(Data excerpts Opens)
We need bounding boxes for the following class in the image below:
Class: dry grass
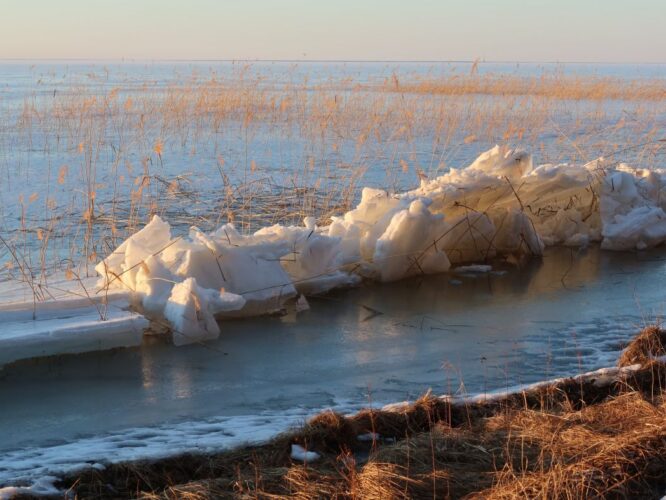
[387,73,666,101]
[618,325,666,367]
[56,327,666,499]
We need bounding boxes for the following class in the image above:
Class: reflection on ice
[0,246,664,484]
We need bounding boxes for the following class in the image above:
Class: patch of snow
[453,364,642,404]
[0,399,371,487]
[381,401,411,412]
[0,476,59,499]
[290,444,320,462]
[357,432,381,442]
[0,409,307,485]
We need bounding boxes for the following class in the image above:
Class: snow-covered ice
[0,411,304,484]
[2,359,640,489]
[0,400,369,487]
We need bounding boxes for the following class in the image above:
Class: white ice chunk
[374,199,450,281]
[295,295,310,312]
[96,215,172,290]
[254,219,357,294]
[602,206,666,251]
[164,277,244,346]
[290,444,320,462]
[135,255,177,317]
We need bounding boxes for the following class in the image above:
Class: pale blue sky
[1,0,664,62]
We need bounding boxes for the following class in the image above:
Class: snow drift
[96,145,666,345]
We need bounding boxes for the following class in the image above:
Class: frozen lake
[1,245,665,482]
[0,61,665,483]
[0,60,664,261]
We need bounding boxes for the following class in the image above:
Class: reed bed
[386,72,666,101]
[0,64,664,290]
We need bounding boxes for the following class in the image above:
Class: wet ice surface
[1,246,665,483]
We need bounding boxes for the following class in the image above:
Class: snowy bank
[95,145,666,345]
[2,358,659,493]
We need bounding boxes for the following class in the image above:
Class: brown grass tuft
[619,325,666,367]
[297,410,358,453]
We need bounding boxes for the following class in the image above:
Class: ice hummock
[91,145,666,347]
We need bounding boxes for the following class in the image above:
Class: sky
[1,0,664,62]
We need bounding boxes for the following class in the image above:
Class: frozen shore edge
[0,355,657,495]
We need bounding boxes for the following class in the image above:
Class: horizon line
[0,58,665,65]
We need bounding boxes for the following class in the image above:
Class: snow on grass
[290,444,320,462]
[0,399,371,488]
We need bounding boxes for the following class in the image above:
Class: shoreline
[54,348,666,498]
[6,326,666,498]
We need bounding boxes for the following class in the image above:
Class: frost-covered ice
[0,411,303,484]
[0,244,662,489]
[93,145,666,346]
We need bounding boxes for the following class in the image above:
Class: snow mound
[95,145,666,346]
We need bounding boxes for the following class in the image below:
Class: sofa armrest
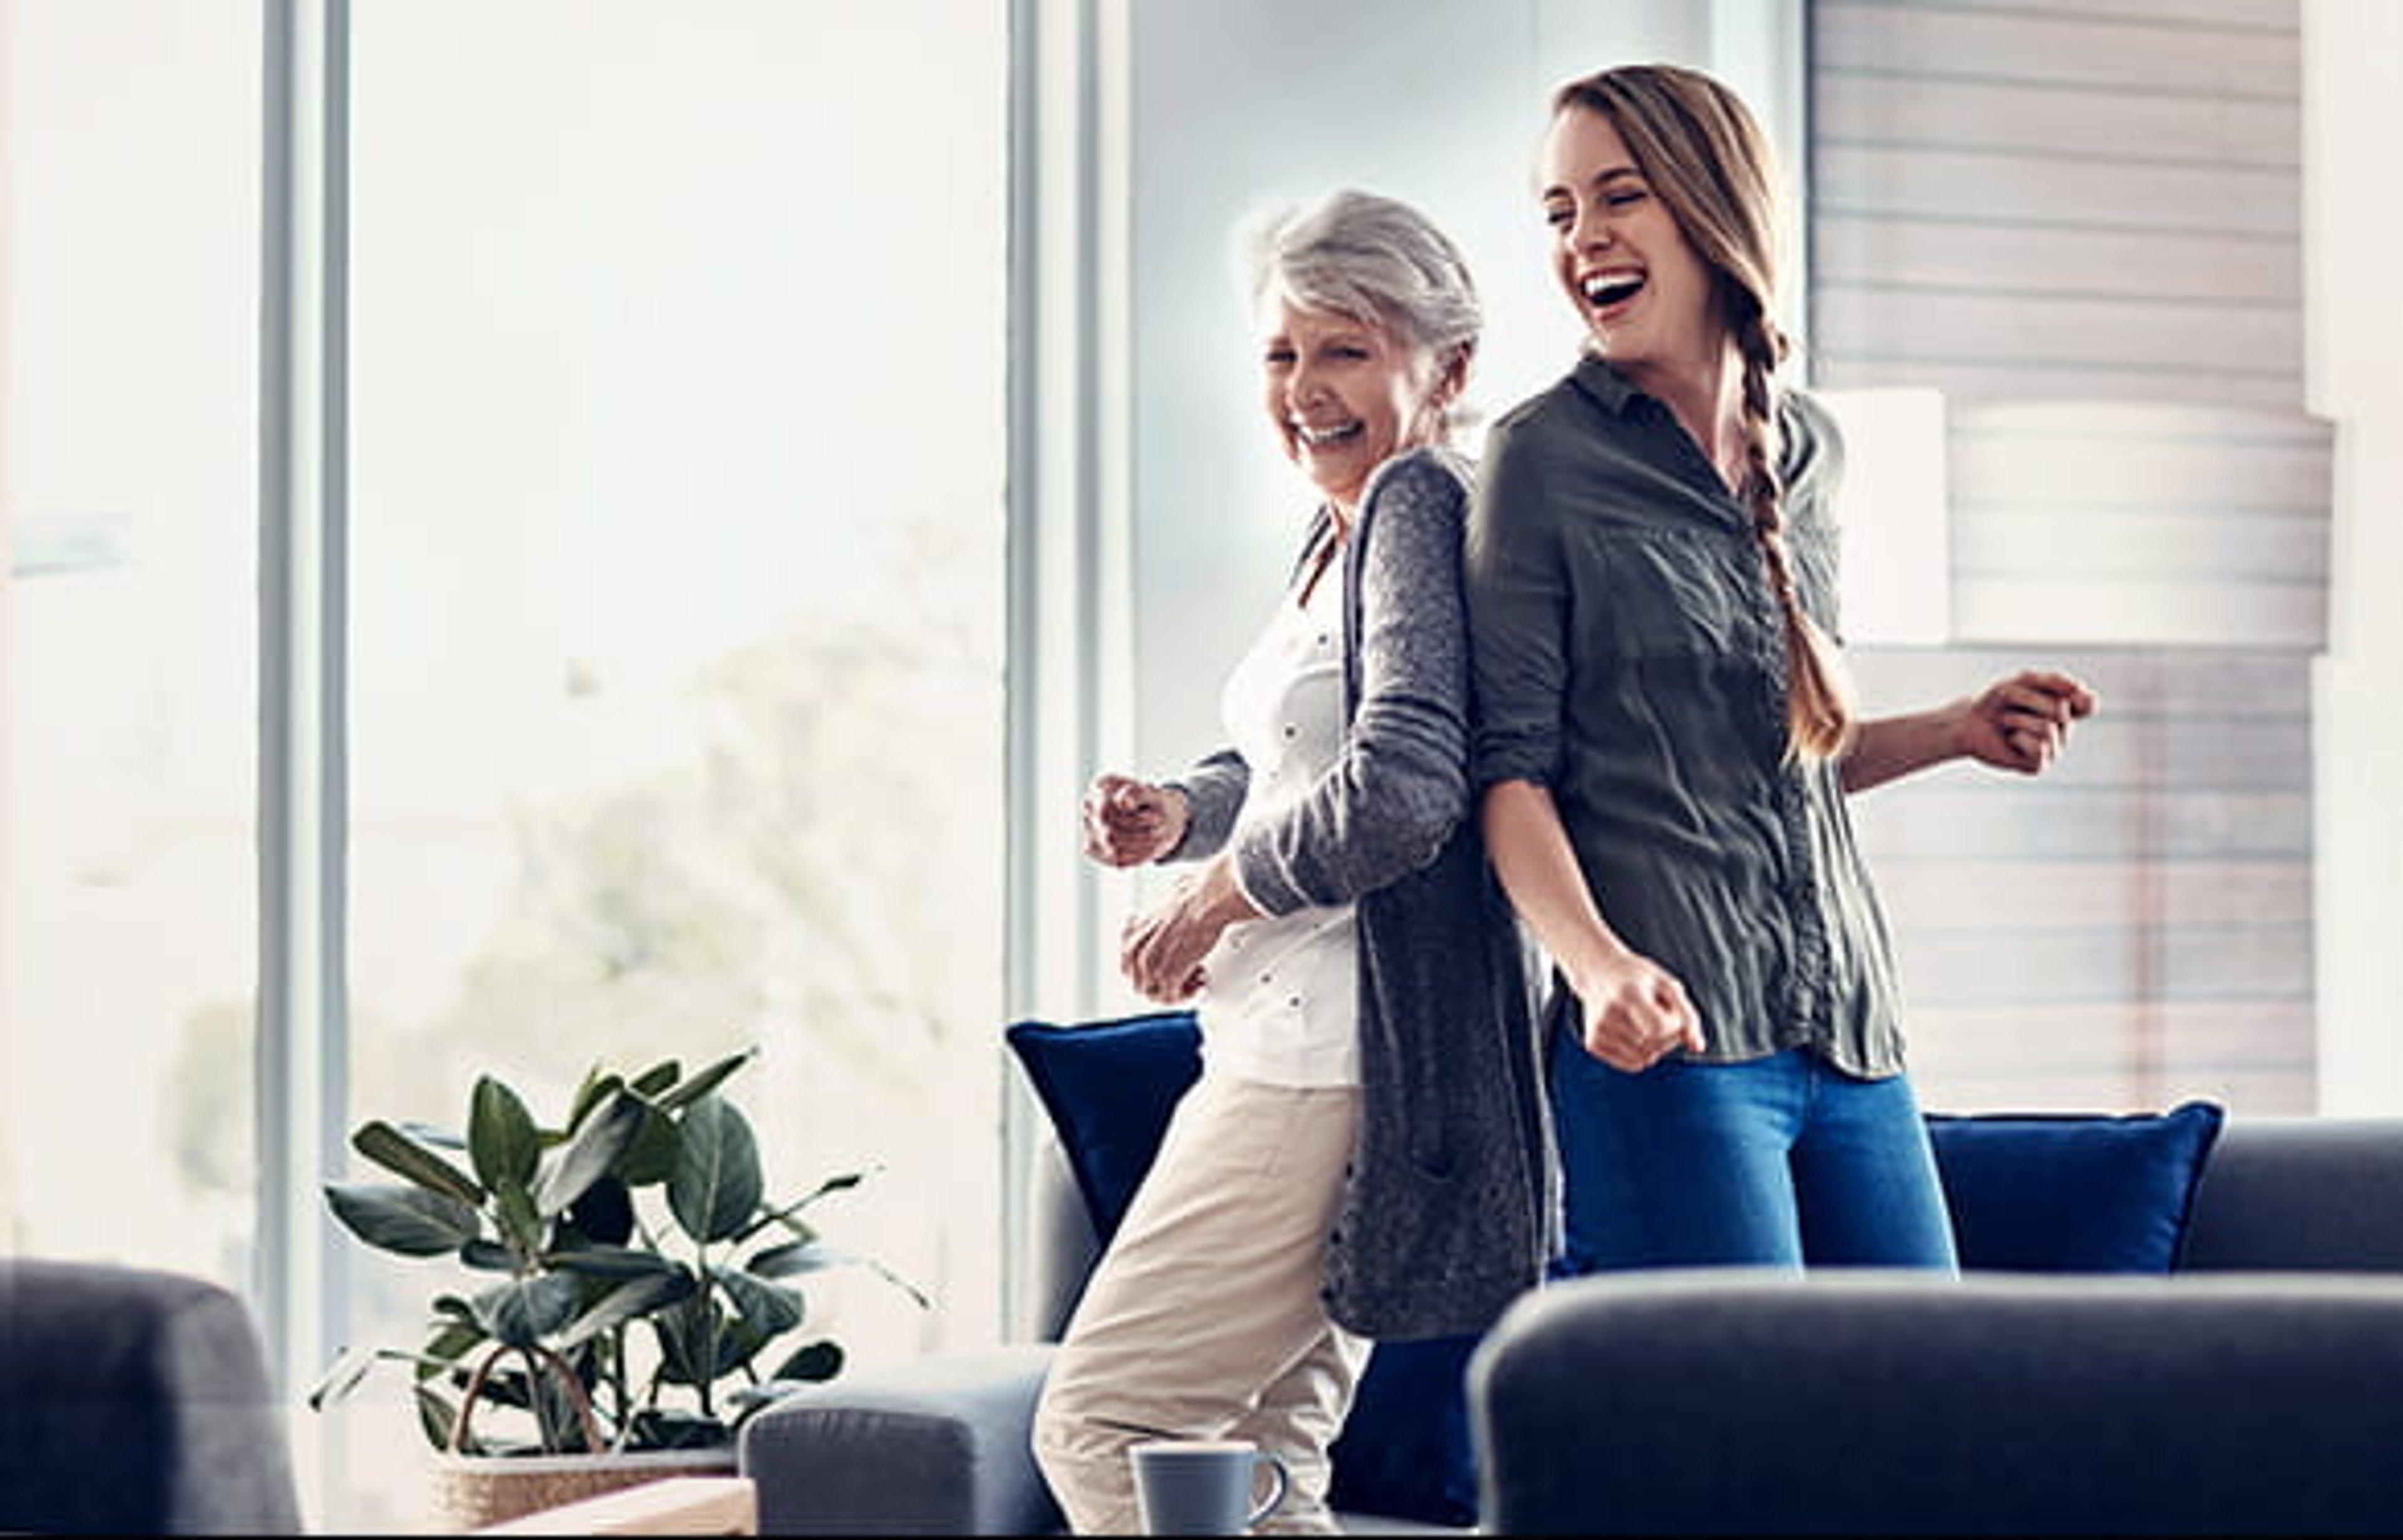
[0,1258,304,1536]
[1471,1268,2403,1536]
[737,1343,1058,1536]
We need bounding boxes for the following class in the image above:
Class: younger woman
[1467,64,2097,1274]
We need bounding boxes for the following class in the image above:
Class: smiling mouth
[1295,421,1365,448]
[1581,272,1645,309]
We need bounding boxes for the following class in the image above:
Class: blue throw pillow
[1926,1100,2226,1273]
[1004,1012,1479,1529]
[1005,1011,1202,1243]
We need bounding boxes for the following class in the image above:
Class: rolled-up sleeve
[1464,414,1569,792]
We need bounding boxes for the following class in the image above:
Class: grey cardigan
[1166,446,1559,1341]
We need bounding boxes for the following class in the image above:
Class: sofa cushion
[1926,1100,2226,1273]
[1005,1012,1477,1529]
[1006,1011,1202,1243]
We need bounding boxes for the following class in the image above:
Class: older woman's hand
[1081,773,1190,867]
[1118,854,1262,1002]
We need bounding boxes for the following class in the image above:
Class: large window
[330,1,1009,1524]
[5,2,1009,1529]
[1,0,263,1288]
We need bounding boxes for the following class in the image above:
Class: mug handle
[1246,1451,1292,1529]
(Data excerpts Closes)
:: Task brief ::
Restate word for word each line of the data from the one with "Class: grey cardigan" to the last, keeping both ends.

:: Worked solution ::
Class: grey cardigan
[1166,446,1559,1341]
We need bounding boxes for the following class in the image above:
Class: sofa cushion
[1926,1100,2226,1273]
[1005,1012,1477,1529]
[1006,1011,1202,1243]
We need bounding boxes for the following class in the image above:
Class: older woman's hand
[1081,773,1190,867]
[1118,854,1262,1002]
We need bounding boxes for the following class in the image above:
Class: large window
[330,1,1009,1524]
[5,2,1009,1529]
[1,0,263,1288]
We need bounding boxes for the following class in the image above:
Class: mug handle
[1246,1451,1292,1529]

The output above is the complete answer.